- _PROBLEM_:
Rewrite the material below as a JSON list of strings, one string for each line, skipping any blank lines. Leave the pictures out.

- _DATASET ENTRIES_:

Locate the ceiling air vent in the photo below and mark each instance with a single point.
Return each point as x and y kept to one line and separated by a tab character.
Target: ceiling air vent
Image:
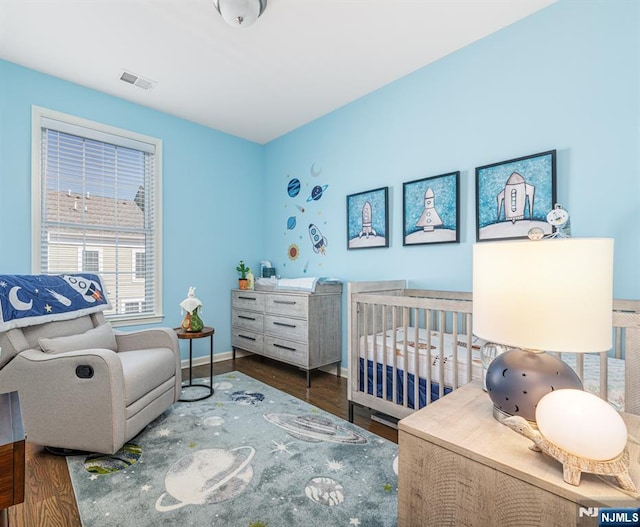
136	80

- _EXPECTED OUTPUT_:
[
  "Locate the ceiling air vent in the photo below and mark each instance with a single point.",
  "Return each point as x and y kept to one line and separated by a tab character.",
  "Target: ceiling air vent",
  "Image:",
  "136\t80"
]